Copy out the listing lines word for word, beginning with the line that contains "Expected: for every instance of the wooden" and continuing through the line that contains "[[120, 343], [309, 128], [328, 349], [103, 92]]".
───── STORED DATA ─────
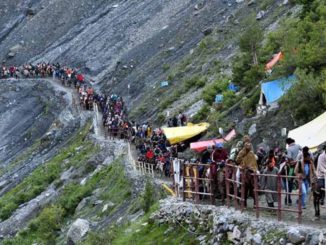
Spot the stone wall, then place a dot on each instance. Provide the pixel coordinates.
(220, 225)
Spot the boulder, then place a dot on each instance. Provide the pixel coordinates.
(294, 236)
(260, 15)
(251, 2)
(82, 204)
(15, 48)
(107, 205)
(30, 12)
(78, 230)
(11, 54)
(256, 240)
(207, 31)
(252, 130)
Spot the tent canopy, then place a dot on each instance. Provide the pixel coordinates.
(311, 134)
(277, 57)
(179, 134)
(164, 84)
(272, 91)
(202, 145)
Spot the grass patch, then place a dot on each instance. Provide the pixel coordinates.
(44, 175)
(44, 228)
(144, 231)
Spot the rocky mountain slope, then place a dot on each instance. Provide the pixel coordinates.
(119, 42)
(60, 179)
─────
───── STORED DATA ─────
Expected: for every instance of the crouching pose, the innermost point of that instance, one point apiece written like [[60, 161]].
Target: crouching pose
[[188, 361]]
─────
───── STORED DATA ─────
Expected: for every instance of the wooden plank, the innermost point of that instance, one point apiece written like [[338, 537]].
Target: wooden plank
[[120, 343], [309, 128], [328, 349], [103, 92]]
─────
**THE SOLUTION**.
Expected: for every instance of the wooden plank, the innermost point of that instance, one point apiece written like [[338, 537]].
Target: wooden plank
[[120, 343], [309, 128], [328, 349], [103, 92]]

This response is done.